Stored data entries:

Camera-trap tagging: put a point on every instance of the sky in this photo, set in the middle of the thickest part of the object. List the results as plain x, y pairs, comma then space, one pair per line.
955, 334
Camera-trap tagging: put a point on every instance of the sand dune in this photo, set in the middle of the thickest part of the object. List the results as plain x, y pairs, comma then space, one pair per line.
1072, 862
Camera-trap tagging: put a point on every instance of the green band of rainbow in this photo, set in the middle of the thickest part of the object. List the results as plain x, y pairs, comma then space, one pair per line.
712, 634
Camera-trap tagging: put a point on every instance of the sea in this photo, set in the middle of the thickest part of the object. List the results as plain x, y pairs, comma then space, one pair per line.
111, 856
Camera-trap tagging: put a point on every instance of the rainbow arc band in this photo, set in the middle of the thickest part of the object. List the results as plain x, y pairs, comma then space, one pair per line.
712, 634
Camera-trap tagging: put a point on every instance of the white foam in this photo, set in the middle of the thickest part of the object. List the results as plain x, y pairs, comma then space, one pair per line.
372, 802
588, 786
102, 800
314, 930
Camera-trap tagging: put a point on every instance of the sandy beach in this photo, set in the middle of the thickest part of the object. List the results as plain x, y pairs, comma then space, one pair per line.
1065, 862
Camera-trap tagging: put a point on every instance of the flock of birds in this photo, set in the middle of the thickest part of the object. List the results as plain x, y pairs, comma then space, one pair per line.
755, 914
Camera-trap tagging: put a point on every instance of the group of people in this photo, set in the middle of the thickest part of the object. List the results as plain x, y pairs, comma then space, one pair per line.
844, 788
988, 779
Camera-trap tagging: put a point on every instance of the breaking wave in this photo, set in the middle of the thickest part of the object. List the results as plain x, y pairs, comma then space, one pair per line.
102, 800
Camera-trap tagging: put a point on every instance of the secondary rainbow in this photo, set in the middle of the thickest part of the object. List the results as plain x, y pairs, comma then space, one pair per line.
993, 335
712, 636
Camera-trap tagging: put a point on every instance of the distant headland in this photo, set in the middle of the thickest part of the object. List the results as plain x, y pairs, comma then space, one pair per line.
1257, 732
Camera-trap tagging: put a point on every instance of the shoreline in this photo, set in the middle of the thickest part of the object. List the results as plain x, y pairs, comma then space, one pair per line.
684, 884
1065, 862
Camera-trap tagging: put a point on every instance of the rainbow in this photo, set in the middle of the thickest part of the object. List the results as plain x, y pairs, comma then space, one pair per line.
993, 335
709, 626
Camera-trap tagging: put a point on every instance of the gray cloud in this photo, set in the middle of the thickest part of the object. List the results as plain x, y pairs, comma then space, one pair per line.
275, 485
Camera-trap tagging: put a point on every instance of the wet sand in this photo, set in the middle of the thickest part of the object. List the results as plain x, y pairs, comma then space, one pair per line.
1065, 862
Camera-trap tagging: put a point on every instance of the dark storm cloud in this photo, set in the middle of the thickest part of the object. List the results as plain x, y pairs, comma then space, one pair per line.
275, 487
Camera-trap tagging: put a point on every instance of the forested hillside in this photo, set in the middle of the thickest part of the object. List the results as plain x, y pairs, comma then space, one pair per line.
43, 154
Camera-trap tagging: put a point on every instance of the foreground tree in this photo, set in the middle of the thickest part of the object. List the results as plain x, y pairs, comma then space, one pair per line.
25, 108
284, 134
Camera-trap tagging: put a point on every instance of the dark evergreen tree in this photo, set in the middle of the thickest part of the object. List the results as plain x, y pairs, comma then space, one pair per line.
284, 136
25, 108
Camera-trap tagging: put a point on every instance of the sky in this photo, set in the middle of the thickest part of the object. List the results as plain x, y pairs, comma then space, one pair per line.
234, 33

(Exercise brief)
Word for word, return all of the records.

(Answer to this problem)
Camera-trap tagging: put a point on every instance of the sky in this photo, set in the middle of the thickest part of the object. List the results as plain x, y pairs, comma then space, one pair per line.
955, 334
Camera-trap tagging: put a point on every instance of the sand dune in this photo, set in the middle of the thickest part of the object. List the results as plain x, y pairs, comma then space, one pair per line.
1072, 862
Camera-trap tagging: put a point on every instance of the green band of rainbow in this photo, set in the middle of the thickest part of the object. List the results as plain x, y pairs, comma then space, one pair per line.
712, 634
Camera-trap tagging: put a point on every instance of the sea in this photo, set in the middle of the thickest part of the object. List the results as plain x, y pairs, comma then space, one pair per line.
111, 856
Camera-trap tagging: put a point on every instance of the rainbow arc band in this photo, set in the middle of the thickest part of the object. List the results as plain x, y pairs, comma then space, one pair per line.
712, 634
Camera-trap tagging: put a point on every instance of the white foam in this photo, set in the middle of the thickest part of the object. List the results as plain x, y pairs, comma then space, one pair per line.
372, 802
588, 786
102, 800
314, 930
Camera-trap tagging: put a point on every instance of the sandy beach in this photo, set in the middle of the thickest part of the object. List the results as plain x, y pairs, comma then space, one pair per line.
1065, 862
Camera-trap tagging: put a point on every instance of the flock of birds in this photo, set in the middle of the thickest part of the object. List the results as plain x, y pairs, comma then space, one pair per line.
755, 914
Camera-trap tagging: put a point on every instance of the group of people in this photo, set in the middle of the thickest part of the object. List the results as plain x, y pairs, comma then space, one pair per line.
844, 788
988, 779
Camera-trap tagging: put a point on every instance of the breaking wave in this photo, set in the middle of the thickest part of the object. List the results as plain x, y pairs, comma then space, one pair per line.
102, 800
Camera-trap tagging: put a point on every instance of the secondary rainbow in this photo, set in the middle of the thickest part of the object. List the results as plain x, y pairs, comma then space, one pair per line.
993, 335
712, 636
Camera-trap tagging: put a point on every instance of the distant headland in this photo, set in the middle of the thickest part of the object. List the results as plain x, y pairs, comma then space, one pair per line.
1257, 732
Camera-trap tagging: put a point on every instance of the shoreline in this photo, set in the middle of the thickest part of the object. List the results as plain x, y pairs, comma then space, one pair per line.
684, 884
1065, 862
Camera-trap tagging: put a point on every instance of the rainbow in this photo, set in the middle of the thickest part of the object. List the results as plain x, y pairs, comma then space, one pair per line.
993, 335
709, 626
Camera-trap tagging: put a point on every instance of the gray cloud in this photo, set in the middle of the thickest part of the object. List the results as plain x, y pairs, comma then space, one pair per line.
275, 485
Camera-trap tagging: put a point on every instance of the wet sand in this photo, set in the middle of the thickest part of the object. List the results as plain x, y pairs, comma then space, one pair per line.
1065, 862
Camera-trap tagging: put a point on every instance of the dark storm cloud in this photo, set in the middle of the thickest part of the object. List the results as plain x, y pairs, comma then space, one pair per line.
275, 487
Camera-trap tagging: put a point on every instance of the forested hillside in this photo, set in the middle of the thickest part of the object. List the results as plain x, y pairs, comma then space, one pair per line.
43, 154
Camera-trap tagging: put a point on every instance of the foreground tree in this photo, set in the middle of the thickest part of the object. List the results as plain x, y pairs, comma then space, one pair per line.
25, 108
284, 134
Camera-trap tagging: put a point on every instance of the dark evergreen tree in this photo, set in the middle of the thickest part of the object. List the results as plain x, y pairs, comma then space, one pair per line.
284, 136
25, 108
Camera-trap tagging: put a point on every instance of the sky in this photo, set in the middle of the thickest part of the object. List the results as plain x, y pairs, comma then space, one pair per line.
234, 33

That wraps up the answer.